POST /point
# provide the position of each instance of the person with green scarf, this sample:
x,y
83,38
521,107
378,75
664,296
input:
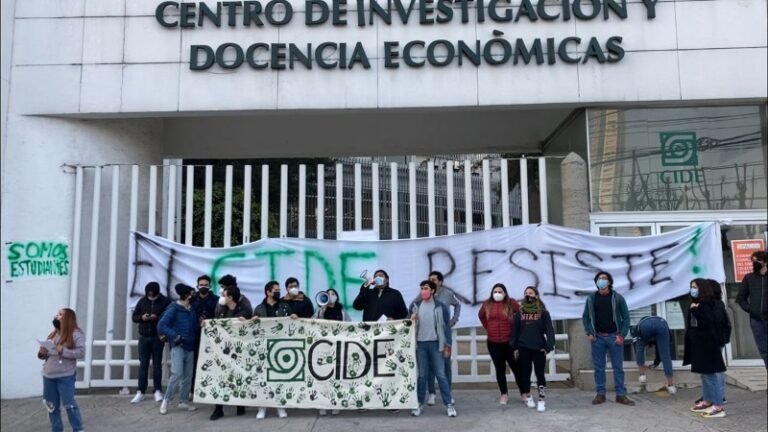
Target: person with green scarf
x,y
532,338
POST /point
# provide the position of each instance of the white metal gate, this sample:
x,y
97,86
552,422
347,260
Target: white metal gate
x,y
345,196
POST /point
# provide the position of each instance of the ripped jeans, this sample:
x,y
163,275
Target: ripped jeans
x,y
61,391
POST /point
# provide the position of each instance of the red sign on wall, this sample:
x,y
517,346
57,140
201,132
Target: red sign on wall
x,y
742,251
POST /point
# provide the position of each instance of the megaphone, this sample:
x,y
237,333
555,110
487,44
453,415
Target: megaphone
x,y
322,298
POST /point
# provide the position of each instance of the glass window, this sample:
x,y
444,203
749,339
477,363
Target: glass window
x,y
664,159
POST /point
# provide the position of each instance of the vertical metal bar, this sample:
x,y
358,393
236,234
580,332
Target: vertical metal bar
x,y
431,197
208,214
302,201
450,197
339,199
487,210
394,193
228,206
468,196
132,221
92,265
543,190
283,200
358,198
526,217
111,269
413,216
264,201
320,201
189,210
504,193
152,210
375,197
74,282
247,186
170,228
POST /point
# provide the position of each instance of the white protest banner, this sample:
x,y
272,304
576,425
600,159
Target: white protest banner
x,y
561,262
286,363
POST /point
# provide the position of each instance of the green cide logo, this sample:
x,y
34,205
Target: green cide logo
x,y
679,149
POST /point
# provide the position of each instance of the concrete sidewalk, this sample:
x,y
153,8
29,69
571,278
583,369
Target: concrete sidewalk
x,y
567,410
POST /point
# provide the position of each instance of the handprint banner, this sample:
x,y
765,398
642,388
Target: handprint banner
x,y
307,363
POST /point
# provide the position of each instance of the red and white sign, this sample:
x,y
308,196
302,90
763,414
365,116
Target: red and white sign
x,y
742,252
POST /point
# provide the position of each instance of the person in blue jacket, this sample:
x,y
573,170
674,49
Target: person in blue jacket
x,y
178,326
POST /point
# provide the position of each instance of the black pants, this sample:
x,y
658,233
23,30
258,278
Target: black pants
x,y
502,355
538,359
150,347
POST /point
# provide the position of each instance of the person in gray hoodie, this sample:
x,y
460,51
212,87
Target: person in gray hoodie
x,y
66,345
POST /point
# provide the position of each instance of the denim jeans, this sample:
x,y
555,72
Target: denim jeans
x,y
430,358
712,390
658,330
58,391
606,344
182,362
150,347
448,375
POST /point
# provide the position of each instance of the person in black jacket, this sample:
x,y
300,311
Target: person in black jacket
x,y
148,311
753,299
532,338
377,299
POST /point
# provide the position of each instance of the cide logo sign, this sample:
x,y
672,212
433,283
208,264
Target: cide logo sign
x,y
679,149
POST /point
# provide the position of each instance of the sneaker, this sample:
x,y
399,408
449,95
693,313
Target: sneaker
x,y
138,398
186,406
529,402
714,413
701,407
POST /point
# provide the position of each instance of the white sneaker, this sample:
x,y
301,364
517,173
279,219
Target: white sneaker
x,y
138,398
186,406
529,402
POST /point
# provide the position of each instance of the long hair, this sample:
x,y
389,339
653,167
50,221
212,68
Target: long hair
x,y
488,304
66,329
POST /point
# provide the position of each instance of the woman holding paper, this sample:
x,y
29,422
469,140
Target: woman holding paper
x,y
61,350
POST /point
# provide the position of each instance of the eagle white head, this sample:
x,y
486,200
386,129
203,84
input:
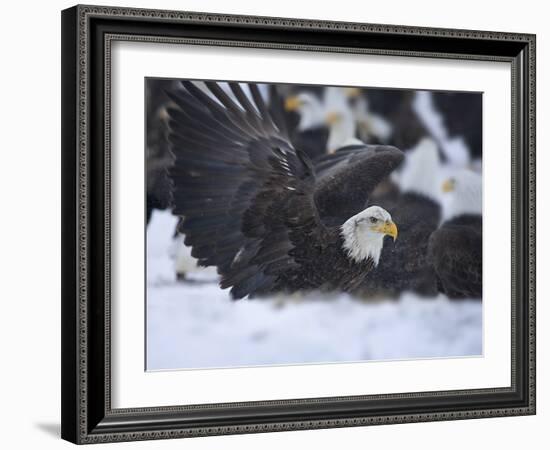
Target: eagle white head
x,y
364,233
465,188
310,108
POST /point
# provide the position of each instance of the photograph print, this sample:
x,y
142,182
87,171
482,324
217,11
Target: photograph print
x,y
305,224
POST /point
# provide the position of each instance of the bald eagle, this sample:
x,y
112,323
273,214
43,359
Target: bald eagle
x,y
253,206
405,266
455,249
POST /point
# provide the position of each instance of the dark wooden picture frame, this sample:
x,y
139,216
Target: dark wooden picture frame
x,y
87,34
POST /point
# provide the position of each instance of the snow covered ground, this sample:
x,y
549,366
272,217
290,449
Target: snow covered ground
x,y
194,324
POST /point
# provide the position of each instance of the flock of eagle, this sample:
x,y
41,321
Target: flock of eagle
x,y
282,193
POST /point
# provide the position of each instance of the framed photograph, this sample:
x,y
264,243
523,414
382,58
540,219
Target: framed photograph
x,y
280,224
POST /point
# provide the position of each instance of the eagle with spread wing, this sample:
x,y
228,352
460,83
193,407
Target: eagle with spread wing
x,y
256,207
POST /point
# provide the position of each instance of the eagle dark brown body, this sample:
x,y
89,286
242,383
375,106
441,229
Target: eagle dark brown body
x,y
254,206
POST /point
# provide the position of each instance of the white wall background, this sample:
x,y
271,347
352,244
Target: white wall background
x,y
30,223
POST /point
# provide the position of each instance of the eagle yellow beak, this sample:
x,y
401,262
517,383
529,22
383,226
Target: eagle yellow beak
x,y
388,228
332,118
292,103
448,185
= = = =
Can you restate all the records above word for word while dropping the pictures?

== Final result ==
POST /point
# provide the position of each instance of the person with green scarf, this sample:
x,y
83,38
521,107
378,75
664,296
input:
Target: person with green scarf
x,y
532,338
POST /point
# provide the position of each instance of the white metal gate, this sample:
x,y
97,86
552,422
347,260
Target: white metal gate
x,y
345,196
POST /point
# provide the position of each instance of the ripped jeans, this sample:
x,y
163,275
Target: ripped jeans
x,y
61,391
POST /point
# provide the position of each instance of the red sign on wall, this sample:
x,y
517,346
57,140
201,132
Target: red sign on wall
x,y
742,251
POST /point
# provide the position of each instance of the megaphone, this sample:
x,y
237,333
555,110
487,44
453,415
Target: megaphone
x,y
322,298
POST /point
# provide the position of each instance of the glass window, this sample:
x,y
444,203
749,339
477,363
Target: glass window
x,y
664,159
POST /point
# provide the position of each instance of the vertical metal bar, this sample:
x,y
358,393
236,234
580,332
Target: vertical metal bar
x,y
431,197
208,214
302,201
450,197
339,199
487,210
394,193
228,206
468,196
132,221
92,265
543,190
283,200
358,198
526,217
111,269
413,216
264,201
320,201
189,210
504,193
152,210
375,197
74,282
247,186
170,228
POST /point
# provide the position of each instance of the white protest banner, this sample:
x,y
272,304
576,425
600,159
Target: white protest banner
x,y
561,262
286,363
POST /point
# provide the position of each instance of the green cide logo, this sample:
x,y
34,205
Target: green cide logo
x,y
679,149
POST /point
# provide the position of each instance of the concrete sidewalk, this sample:
x,y
153,8
29,69
571,278
583,369
Target: concrete sidewalk
x,y
567,410
POST /point
# provide the position of each instance of the handprint banner, this sample:
x,y
765,398
642,388
Target: handprint banner
x,y
307,363
POST /point
# provide the position of each instance of the red and white sign, this sample:
x,y
308,196
302,90
763,414
365,116
Target: red and white sign
x,y
742,252
POST /point
# provide the position of each instance of the person in blue jacket, this sample:
x,y
573,170
674,49
Target: person in blue jacket
x,y
178,326
POST /point
# provide the position of each instance of the black pants, this sample:
x,y
658,233
23,30
258,278
Target: black pants
x,y
502,355
538,359
150,347
POST /point
# provide the position of each instance of the person in gray hoodie, this sample:
x,y
460,51
212,87
Target: person in gray hoodie
x,y
66,345
POST /point
# provide the position of each instance of the denim jeans, this sample:
x,y
555,72
Target: denim jeans
x,y
430,358
712,390
658,330
58,391
606,344
182,362
150,347
448,375
POST /point
# provide the position of each instance of the person in black jacket, this sample:
x,y
300,311
Target: person in black jacket
x,y
148,311
753,299
532,338
377,299
POST /point
# provide the position of each instance of the cide logo sign, this sample:
x,y
672,212
433,283
208,264
Target: cide logo sign
x,y
679,149
POST /point
# provide the position of each instance of the sneaker, this sample:
x,y
399,408
449,95
693,313
Target: sneaker
x,y
138,398
186,406
529,402
714,413
701,407
POST /point
# provide the position of each instance of the white sneaker, this sample:
x,y
301,364
517,173
279,219
Target: white sneaker
x,y
138,398
186,406
529,402
POST /point
# provide the position of each instance of the long hair, this sample:
x,y
389,339
653,167
50,221
212,68
Target: long hair
x,y
488,304
66,329
POST /point
# provide the position of each instance of the woman holding paper, this sample:
x,y
29,422
469,140
Target: woman holding paper
x,y
61,350
POST /point
# provide the position of each instance of the eagle white head, this sample:
x,y
486,200
386,129
203,84
input:
Target: eagle white head
x,y
364,233
465,188
310,108
POST /point
# provide the position of each instance of the photograph print, this sample:
x,y
142,182
87,171
482,324
217,11
Target: photograph print
x,y
305,224
POST /point
# provide the position of each instance of the bald eagle, this sample:
x,y
112,323
273,214
43,359
Target: bald eagle
x,y
253,206
405,266
455,249
POST /point
# provide the position of each instance of the dark wooden picture frame, this sample:
x,y
139,216
Target: dark wooden picture frame
x,y
87,34
POST /point
# provide the position of each instance of the snow covered ground, this sample:
x,y
549,366
272,217
290,449
Target: snow covered ground
x,y
194,324
POST /point
# provide the position of each instance of the flock of eagle, this sample:
x,y
41,321
Target: flock of eagle
x,y
282,193
POST /point
# provide the position of each instance of the framed photograph, this sample:
x,y
264,243
523,414
382,58
540,219
Target: framed photograph
x,y
280,224
POST /point
# provide the position of each instance of the eagle with spread wing, this sample:
x,y
228,352
460,83
193,407
Target: eagle with spread wing
x,y
256,207
POST /point
# provide the position of each instance of the eagle dark brown body, this sample:
x,y
89,286
242,383
375,106
441,229
Target: eagle dark brown body
x,y
254,206
POST /point
# provide the position of each instance of the white wall background, this sample:
x,y
271,347
352,244
Target: white wall background
x,y
30,223
POST /point
# provide the position of each instance of the eagle yellow beak, this sample:
x,y
401,262
517,383
529,22
383,226
Target: eagle yellow beak
x,y
388,228
332,118
292,103
448,185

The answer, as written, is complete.